*TEXTE FOURNI*
---------------
L’Egypte pharaonique a transmis des manuscrits sur cuir ou sur papyrus, des peintures ainsi que des objets. Ces documents sont pour l’essentiel des livres de pratique médicale auxquels les médecins se référaient, et ne sont pas des traités théoriques. Il existe à ce jour une quinzaine d’écrits médicaux, tous écrits en hiératique (du grec hiéros: sacré), les plus connus étant, par ordre d’importance:
1/ Papyrus d’Ebers, conservé à Leipzig, daté de 1.550 avant J.-C., il comporte en réalité des passages recopiés remontant au début du troisième millénaire av. J.-C. (2670-2160); Après les trois formules magiques de protection du médecin, “commence le livre relatif à la préparation des médicaments pour toutes les parties du corps”.
Il vient probablement de la bibliothèque d’une école de médecine. C’est le plus ancien des traités scientifiques connus. Livre médical modèle, il contient des notions d’anatomie, un exposé de cas pathologiques et les traitements correspondants, ainsi que sept cents recettes de médicaments
Implorations
Le Papyrus d’Ebers comporte trois textes destinés à la protection du médecin.
Les deux premiers sont destinés à protéger le médecin qui pénètre dans l’ambiance dangereuse entourant le malade ou ses sécrétions pathologiques de toute nature. Le dernier concerne les soins au médecin malade ou susceptible d’être victime d’une vengeance des démons qu’il combat.
Ces textes sont des formules écrites qui s’adressent à différents dieux. Pour en comprendre la portée il faut tenter de se transporter 4.000 à 5.000 ans en arrière, dans une société à culture polythéiste, au système de pensée, à l’écriture, au vocabulaire le plus souvent déroutant pour la grande majorité des occidentaux du XXIème siècle que nous sommes.
L’Egypte pharaonique se désigna plusieurs divinités ayant en charge la médecine et les praticiens. Le pouvoir revient à certains dieux mais il n’y a pas de divinité spécialement bonne ou mauvaise.
La transmission du savoir médical se faisait, de père en fils, ou au sein de la même caste, ainsi que par des écoles du palais, celles d’Héliopolis et de Saïs étant les plus renommées.
Il n’existait pas à proprement parler d’écoles de médecine, mais dans certains établissements, appelés “maisons de vie” le jeune praticien pouvait compléter l’enseignement paternel par la fréquentation de savants médecins, de directeurs d’ateliers, où des scribes s’affairaient à composer ou à recopier des écrits consacrés à la médecine. De ces ateliers sortiront les papyrus médicaux.
Soucieux d’améliorer l’état sanitaire de la population, les médecins ont entrepris des travaux d’hygiène publique, diffusé la circoncision et l’usage fréquent du lavement.
Au début, la médecine était exercée par trois types de praticiens (Papyrus Edwin Smith).
---------------
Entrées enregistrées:
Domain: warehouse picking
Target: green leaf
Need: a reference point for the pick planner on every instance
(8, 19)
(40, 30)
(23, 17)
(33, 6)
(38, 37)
---------------
*SÉRIE D’EXERCICES*
A. Pourriez-vous recopier le passage du texte sur la médecine égyptienne qui commence par « Il n’existait pas » et va jusqu’à « fréquent du lavement. » ?
B. Quelles villes sont nommées dans le texte sur la médecine égyptienne ? Donnez-les toutes.
C. Comment traduire en anglais cette phrase du texte sur la médecine égyptienne : « Le Papyrus d’Ebers comporte trois textes destinés à la protection du médecin. » ?

*RÉPONSES DANS L’ORDRE*
A.
Il n’existait pas à proprement parler d’écoles de médecine, mais dans certains établissements, appelés “maisons de vie” le jeune praticien pouvait compléter l’enseignement paternel par la fréquentation de savants médecins, de directeurs d’ateliers, où des scribes s’affairaient à composer ou à recopier des écrits consacrés à la médecine. De ces ateliers sortiront les papyrus médicaux.
Soucieux d’améliorer l’état sanitaire de la population, les médecins ont entrepris des travaux d’hygiène publique, diffusé la circoncision et l’usage fréquent du lavement.

B. Leipzig, Héliopolis, Saïs

C. The Ebers Papyrus contains three texts intended for the protection of the physician.